- **Task to complete**
In the user profile below, what position did Antony John Williams hold at a chemistry software company?

- **Reading passage**
━━━━━━

User:ChemConnector

From WikiProjectMed
Jump to navigation Jump to search

Antony Williams

I am Antony John Williams, the "ChemConnector".

I am an NMR Spectroscopist by training with an interest in small molecule structure elucidation, NMR processing algorithms and Computer Assisted Structure Elucidation (CASE).

I was in the commercial world of cheminformatics for over 10 years as the Chief Science Officer of a chemistry software company. During that time I managed a number of products including structure drawing, structure databasing, systematic nomenclature tools, analytical data processing tools, NMR prediction tools, CASE tools, workflow and sample management tools and so on.

━━━━━━

- **Excerpted records**
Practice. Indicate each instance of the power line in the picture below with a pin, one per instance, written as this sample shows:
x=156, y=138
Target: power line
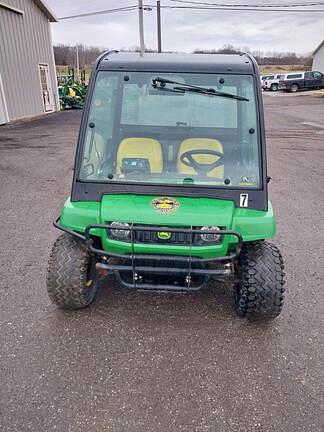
x=245, y=8
x=199, y=6
x=292, y=5
x=107, y=11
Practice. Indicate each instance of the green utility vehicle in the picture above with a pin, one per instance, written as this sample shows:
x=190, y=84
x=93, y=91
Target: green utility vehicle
x=170, y=184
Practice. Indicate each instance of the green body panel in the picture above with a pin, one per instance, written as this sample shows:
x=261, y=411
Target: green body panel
x=138, y=209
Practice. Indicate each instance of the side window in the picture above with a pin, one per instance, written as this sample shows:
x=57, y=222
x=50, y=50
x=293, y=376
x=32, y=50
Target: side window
x=294, y=76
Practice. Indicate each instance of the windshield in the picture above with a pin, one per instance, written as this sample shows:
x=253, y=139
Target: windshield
x=172, y=128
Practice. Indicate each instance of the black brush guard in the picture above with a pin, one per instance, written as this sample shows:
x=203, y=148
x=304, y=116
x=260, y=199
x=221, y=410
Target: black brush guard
x=131, y=273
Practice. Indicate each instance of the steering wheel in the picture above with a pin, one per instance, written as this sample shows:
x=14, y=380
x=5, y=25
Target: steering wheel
x=187, y=158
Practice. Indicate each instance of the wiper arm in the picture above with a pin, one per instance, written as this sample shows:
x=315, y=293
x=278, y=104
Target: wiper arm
x=194, y=89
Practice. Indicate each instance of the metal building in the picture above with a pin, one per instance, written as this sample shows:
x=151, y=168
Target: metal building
x=318, y=58
x=27, y=67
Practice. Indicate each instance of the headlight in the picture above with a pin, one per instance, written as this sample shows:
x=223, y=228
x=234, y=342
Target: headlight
x=119, y=233
x=206, y=237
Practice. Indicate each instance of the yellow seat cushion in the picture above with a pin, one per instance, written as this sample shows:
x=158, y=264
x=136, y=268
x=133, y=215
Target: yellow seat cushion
x=203, y=144
x=146, y=148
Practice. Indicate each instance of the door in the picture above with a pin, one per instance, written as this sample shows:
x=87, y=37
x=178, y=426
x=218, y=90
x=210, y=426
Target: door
x=319, y=79
x=4, y=118
x=47, y=94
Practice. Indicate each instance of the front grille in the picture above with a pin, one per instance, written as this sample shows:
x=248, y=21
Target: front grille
x=176, y=238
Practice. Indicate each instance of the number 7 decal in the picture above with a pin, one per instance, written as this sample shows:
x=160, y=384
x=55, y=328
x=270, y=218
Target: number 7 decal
x=244, y=200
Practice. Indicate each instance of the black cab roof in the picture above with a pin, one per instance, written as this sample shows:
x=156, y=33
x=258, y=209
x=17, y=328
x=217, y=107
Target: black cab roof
x=174, y=62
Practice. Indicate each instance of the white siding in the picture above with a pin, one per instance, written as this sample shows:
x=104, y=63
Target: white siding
x=25, y=41
x=318, y=60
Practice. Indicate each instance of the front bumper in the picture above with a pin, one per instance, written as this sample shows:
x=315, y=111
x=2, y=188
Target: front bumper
x=148, y=271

━━━━━━

- **Answer to this problem**
Chief Science Officer